# [What this task involves]
Look through the listing underneath for "player", and copy every line that has it.

# [Material for this task]
•••

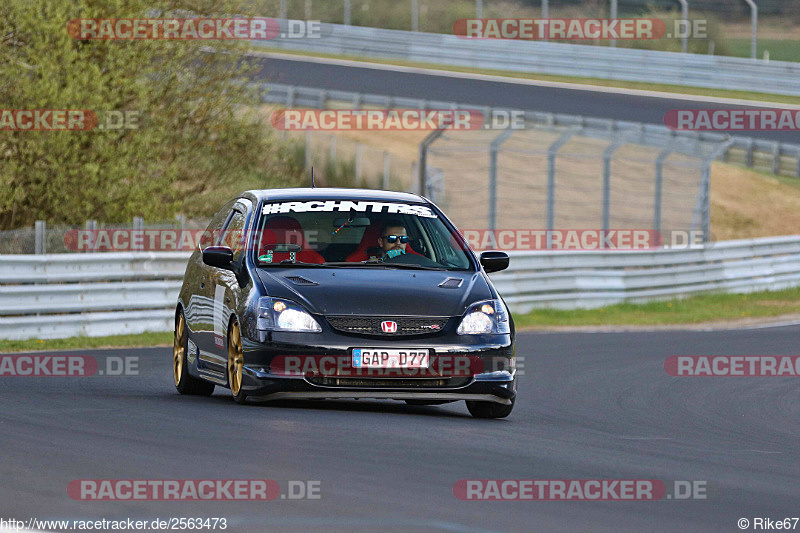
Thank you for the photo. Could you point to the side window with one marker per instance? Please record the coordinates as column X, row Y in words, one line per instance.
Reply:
column 233, row 234
column 212, row 232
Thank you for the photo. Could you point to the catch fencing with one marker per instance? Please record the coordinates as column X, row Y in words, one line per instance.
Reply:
column 65, row 295
column 647, row 66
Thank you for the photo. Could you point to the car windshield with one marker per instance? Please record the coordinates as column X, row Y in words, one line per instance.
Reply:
column 365, row 234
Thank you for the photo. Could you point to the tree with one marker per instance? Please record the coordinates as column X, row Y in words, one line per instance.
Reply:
column 198, row 138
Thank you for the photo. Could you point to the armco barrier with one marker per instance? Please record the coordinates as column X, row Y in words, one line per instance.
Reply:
column 65, row 295
column 650, row 66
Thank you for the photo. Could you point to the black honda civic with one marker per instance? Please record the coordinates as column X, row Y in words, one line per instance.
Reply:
column 323, row 293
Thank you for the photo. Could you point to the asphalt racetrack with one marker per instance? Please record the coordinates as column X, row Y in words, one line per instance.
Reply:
column 590, row 406
column 590, row 103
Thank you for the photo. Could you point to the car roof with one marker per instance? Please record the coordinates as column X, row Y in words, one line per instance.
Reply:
column 333, row 193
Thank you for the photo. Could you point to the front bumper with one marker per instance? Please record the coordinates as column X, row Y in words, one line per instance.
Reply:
column 496, row 382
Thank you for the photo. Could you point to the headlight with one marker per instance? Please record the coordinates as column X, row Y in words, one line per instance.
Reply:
column 276, row 314
column 486, row 317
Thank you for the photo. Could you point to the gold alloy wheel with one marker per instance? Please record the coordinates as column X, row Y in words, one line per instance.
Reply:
column 178, row 349
column 235, row 360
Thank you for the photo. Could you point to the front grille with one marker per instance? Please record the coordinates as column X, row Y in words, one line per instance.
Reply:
column 388, row 383
column 371, row 325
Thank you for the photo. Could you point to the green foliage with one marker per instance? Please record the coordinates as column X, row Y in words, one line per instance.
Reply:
column 199, row 139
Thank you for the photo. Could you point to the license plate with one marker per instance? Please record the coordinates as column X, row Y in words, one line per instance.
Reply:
column 384, row 358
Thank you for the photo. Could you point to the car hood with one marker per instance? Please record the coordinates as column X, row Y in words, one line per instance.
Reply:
column 376, row 291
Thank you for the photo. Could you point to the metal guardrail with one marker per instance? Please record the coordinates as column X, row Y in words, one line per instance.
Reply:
column 771, row 156
column 115, row 293
column 649, row 66
column 67, row 295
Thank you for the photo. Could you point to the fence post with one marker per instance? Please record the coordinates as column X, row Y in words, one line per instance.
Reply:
column 359, row 148
column 546, row 15
column 776, row 157
column 307, row 151
column 138, row 229
column 551, row 181
column 40, row 237
column 90, row 225
column 493, row 148
column 387, row 170
column 685, row 17
column 748, row 157
column 607, row 183
column 613, row 15
column 659, row 186
column 423, row 160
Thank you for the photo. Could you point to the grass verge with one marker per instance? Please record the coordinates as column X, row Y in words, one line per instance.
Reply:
column 705, row 308
column 82, row 343
column 658, row 87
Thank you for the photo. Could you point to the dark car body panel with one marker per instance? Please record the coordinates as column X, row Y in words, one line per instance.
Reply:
column 210, row 297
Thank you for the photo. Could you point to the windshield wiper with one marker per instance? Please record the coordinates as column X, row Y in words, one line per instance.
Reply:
column 288, row 262
column 406, row 266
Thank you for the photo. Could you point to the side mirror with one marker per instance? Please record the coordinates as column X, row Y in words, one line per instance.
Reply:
column 218, row 256
column 494, row 261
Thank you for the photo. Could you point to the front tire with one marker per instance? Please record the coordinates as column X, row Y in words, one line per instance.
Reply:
column 489, row 409
column 235, row 363
column 184, row 382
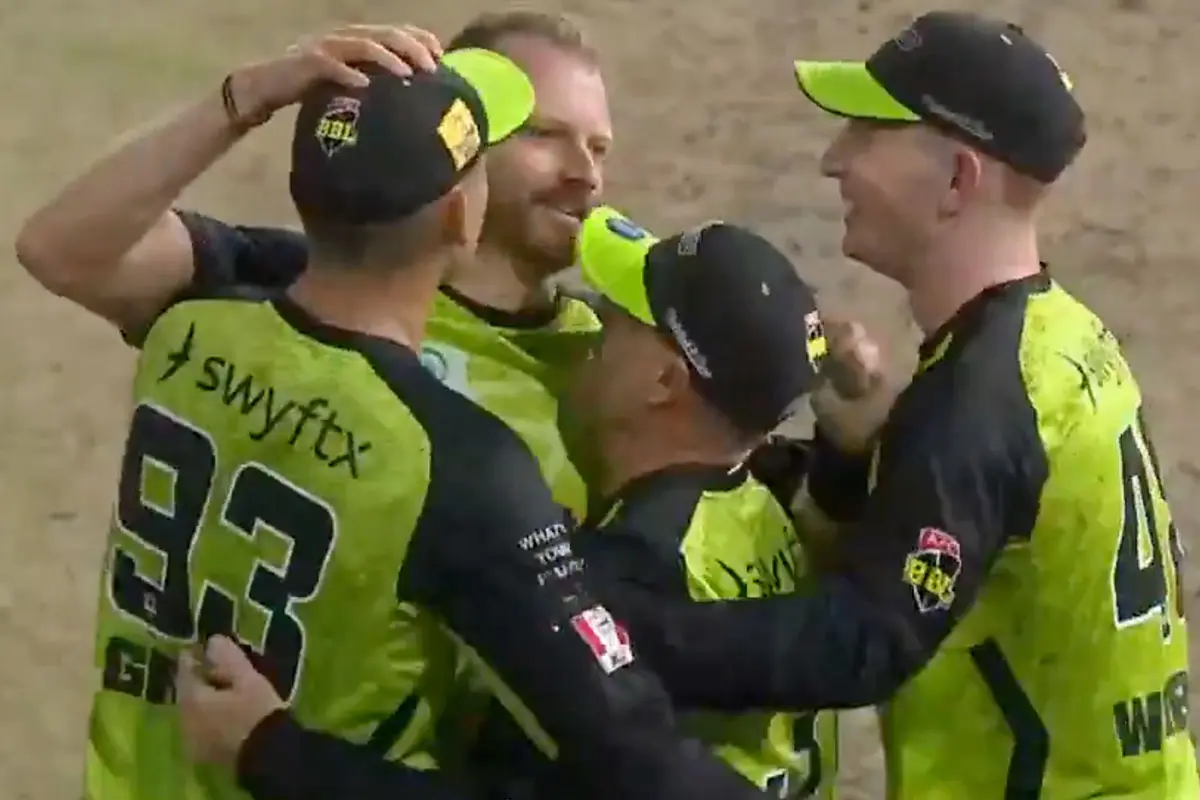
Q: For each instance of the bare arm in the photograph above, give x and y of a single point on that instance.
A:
(108, 241)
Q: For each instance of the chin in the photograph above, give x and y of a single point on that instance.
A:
(553, 257)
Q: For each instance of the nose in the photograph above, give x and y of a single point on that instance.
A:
(833, 160)
(581, 166)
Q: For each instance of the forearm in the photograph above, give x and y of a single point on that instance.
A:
(823, 650)
(97, 218)
(283, 761)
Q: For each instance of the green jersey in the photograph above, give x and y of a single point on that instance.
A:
(695, 534)
(1073, 661)
(517, 371)
(318, 495)
(1009, 588)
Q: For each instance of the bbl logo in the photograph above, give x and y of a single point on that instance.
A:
(933, 569)
(339, 126)
(435, 362)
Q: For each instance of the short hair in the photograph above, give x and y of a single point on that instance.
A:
(490, 29)
(367, 246)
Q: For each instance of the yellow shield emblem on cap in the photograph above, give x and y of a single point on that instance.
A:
(460, 133)
(816, 344)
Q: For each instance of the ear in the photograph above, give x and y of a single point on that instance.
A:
(672, 382)
(966, 176)
(455, 217)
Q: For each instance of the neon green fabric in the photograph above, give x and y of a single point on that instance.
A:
(503, 89)
(847, 89)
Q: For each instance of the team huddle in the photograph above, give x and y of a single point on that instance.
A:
(397, 518)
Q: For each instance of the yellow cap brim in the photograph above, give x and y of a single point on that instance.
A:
(847, 89)
(504, 89)
(612, 253)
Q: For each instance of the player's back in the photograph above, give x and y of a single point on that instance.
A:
(271, 482)
(1068, 678)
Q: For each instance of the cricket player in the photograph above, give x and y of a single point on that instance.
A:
(497, 335)
(1009, 584)
(354, 522)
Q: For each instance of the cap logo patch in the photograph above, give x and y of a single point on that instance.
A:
(625, 229)
(816, 344)
(907, 40)
(339, 125)
(966, 124)
(689, 241)
(690, 352)
(460, 133)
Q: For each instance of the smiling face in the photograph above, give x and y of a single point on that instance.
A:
(549, 175)
(894, 181)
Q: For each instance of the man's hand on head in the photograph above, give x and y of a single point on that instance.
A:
(259, 89)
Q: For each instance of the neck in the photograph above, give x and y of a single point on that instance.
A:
(967, 263)
(631, 453)
(389, 305)
(497, 280)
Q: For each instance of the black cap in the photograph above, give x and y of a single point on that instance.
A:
(382, 152)
(981, 80)
(730, 301)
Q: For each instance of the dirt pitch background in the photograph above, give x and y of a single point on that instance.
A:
(709, 126)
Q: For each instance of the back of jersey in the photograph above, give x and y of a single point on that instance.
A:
(269, 488)
(1107, 557)
(1068, 678)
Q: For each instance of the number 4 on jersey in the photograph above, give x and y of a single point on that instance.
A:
(1145, 552)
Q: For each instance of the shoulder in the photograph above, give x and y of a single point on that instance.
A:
(249, 254)
(474, 456)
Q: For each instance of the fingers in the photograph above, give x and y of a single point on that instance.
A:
(190, 680)
(414, 47)
(855, 366)
(225, 660)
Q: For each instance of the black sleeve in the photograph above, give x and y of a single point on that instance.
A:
(226, 256)
(838, 482)
(492, 557)
(243, 254)
(941, 513)
(283, 761)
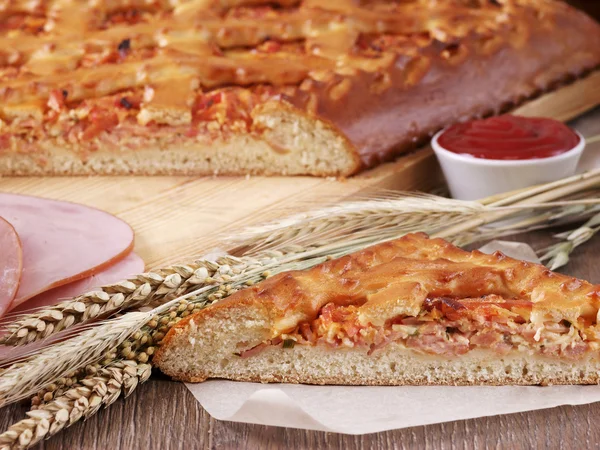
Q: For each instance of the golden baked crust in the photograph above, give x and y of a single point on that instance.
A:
(416, 300)
(91, 79)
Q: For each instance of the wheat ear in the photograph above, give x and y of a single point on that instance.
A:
(557, 255)
(27, 376)
(101, 387)
(164, 284)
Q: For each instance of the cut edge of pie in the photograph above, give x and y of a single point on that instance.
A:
(191, 87)
(414, 311)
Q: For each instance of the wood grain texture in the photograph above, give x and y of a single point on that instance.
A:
(173, 216)
(162, 414)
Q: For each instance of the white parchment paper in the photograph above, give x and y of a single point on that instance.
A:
(370, 409)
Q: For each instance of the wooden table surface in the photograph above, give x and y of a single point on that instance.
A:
(162, 414)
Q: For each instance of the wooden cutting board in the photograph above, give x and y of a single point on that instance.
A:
(174, 217)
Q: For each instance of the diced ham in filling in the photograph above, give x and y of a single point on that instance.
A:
(445, 326)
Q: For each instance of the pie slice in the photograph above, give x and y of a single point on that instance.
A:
(411, 311)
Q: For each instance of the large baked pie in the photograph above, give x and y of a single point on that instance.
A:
(410, 311)
(255, 86)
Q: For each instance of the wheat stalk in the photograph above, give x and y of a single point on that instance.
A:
(28, 375)
(356, 220)
(101, 387)
(558, 254)
(141, 290)
(91, 353)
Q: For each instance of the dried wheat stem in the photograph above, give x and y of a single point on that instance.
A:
(82, 400)
(164, 284)
(577, 184)
(558, 254)
(572, 184)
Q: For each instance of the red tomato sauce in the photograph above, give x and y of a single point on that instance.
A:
(509, 138)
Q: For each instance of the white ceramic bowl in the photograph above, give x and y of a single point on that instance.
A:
(471, 178)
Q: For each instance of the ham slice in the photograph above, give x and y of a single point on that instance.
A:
(125, 268)
(128, 267)
(62, 242)
(11, 263)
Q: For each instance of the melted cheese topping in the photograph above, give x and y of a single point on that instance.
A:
(180, 49)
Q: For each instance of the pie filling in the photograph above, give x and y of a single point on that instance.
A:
(448, 327)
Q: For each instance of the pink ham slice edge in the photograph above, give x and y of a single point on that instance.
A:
(11, 264)
(124, 269)
(62, 242)
(131, 265)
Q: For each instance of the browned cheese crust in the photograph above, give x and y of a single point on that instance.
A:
(414, 278)
(292, 87)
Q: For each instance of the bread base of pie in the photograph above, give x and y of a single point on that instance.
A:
(192, 355)
(283, 141)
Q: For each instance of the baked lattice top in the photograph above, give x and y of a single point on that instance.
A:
(182, 62)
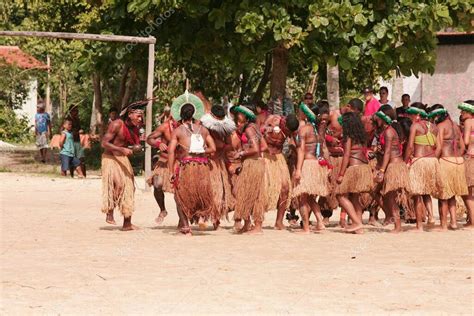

•••

# [Exercise result]
Q: For each instance of the player's back in the photograph above, give x and y of a single point on that instance.
Q: For each instance of the cricket player in the photograph above, give x and y of a single point on that instance.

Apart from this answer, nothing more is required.